From the line with "Target: large boulder" to the last line of the data below, repeat every line exactly and add nothing.
***
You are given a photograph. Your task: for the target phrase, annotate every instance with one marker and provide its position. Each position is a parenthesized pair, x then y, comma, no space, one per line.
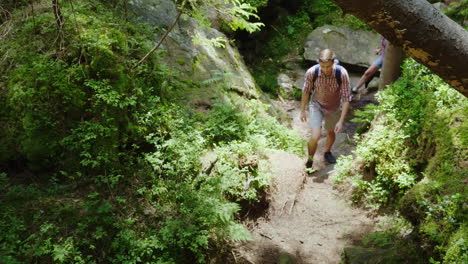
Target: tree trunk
(391,69)
(423,32)
(57,14)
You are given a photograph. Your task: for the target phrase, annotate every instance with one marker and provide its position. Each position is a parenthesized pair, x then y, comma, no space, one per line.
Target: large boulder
(351,46)
(190,47)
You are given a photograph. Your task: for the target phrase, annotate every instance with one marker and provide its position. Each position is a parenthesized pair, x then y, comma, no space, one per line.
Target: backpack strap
***
▸ WORKED SOLUTION:
Target: large boulder
(351,46)
(190,47)
You are given a photograph. Your task: for the target phrase, annotate every instance with one marker and provide its position. Each position is a parenthesized pair, x then y, comma, no space, one per line.
Target: backpack strap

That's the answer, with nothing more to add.